* **TEXTE SOURCE**:
-.-.-

Je me permets encore de livrer la partie dialoguée d'un passage lui aussi crucial, qui a eu lieu juste avant, lors de la rencontre de Meaulnes avec Yvonne de Galais. Je coupe les parties narratives et ne conserve que les dialogues :

« Voulez-vous me pardonner ?
— Je vous pardonne, dit-elle gravement. Mais il faut que je rejoigne les enfants, puisqu'ils sont les maîtres aujourd'hui. Adieu. […] Je ne sais même pas qui vous êtes, dit-elle enfin. […]
— Je ne sais pas non plus votre nom, répondit Meaulnes. […]
— Voici la " maison de Frantz ", dit la jeune fille ; il faut que je vous quitte… […] Mon nom ?… Je suis mademoiselle Yvonne de Galais… […]
— le nom que je vous donnais était plus beau, dit-il.
— Comment ? Quel était ce nom ? fit-elle, toujours avec la même gravité. […]
— Mon nom à moi est Augustin Meaulnes, continua-t-il, et je suis étudiant.
— Oh ! vous étudiez ? dit-elle. […] À quoi bon ? À quoi bon ? répondait-elle doucement aux projets que faisait Meaulnes. […] Je vous attendrais, répondit-elle simplement. […] Nous sommes deux enfants ; nous avons fait une folie. Il ne faut pas que nous montions cette fois dans le même bateau. Adieu, ne me suivez pas. »

-.-.-

* **DONNÉES FOURNIES**:
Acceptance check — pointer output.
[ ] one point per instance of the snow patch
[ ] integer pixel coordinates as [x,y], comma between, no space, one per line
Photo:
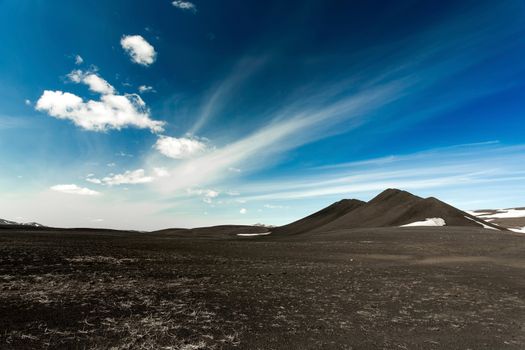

-.-.-

* **DÉFI 1**:
Indiquez si chacune des affirmations suivantes concorde avec le texte source. Répondez par oui ou non et citez à l'identique les mots du texte qui tranchent.
(a) Les parties narratives du passage ont été retirées.
(b) Meaulnes se présente comme professeur.
(c) La jeune fille invite Meaulnes à la suivre.
* **DÉFI 2**:
D'après le texte source, répondez aux questions suivantes.
(a) Sous quel nom la jeune fille se présente-t-elle ?
(b) Qui sont « les maîtres aujourd'hui » selon elle ?
(c) Quel nom donne-t-elle à la maison qu'elle désigne ?
* **DÉFI 3**: Résumez le texte source en deux phrases.

* **RÉSULTAT CORRECT 1**:
(a) Oui : « Je coupe les parties narratives et ne conserve que les dialogues ».
(b) Non : « Mon nom à moi est Augustin Meaulnes, continua-t-il, et je suis étudiant. »
(c) Non : « Adieu, ne me suivez pas. »

* **RÉSULTAT CORRECT 2**:
(a) Mademoiselle Yvonne de Galais.
(b) Les enfants.
(c) La « maison de Frantz ».

* **RÉSULTAT CORRECT 3**: Le texte source reproduit uniquement les dialogues d'un passage crucial survenu juste avant : la rencontre de Meaulnes avec Yvonne de Galais. Elle lui pardonne et se présente comme mademoiselle Yvonne de Galais, lui se nomme Augustin Meaulnes, étudiant, puis elle déclare qu'ils sont deux enfants ayant fait une folie et lui dit adieu en lui demandant de ne pas la suivre.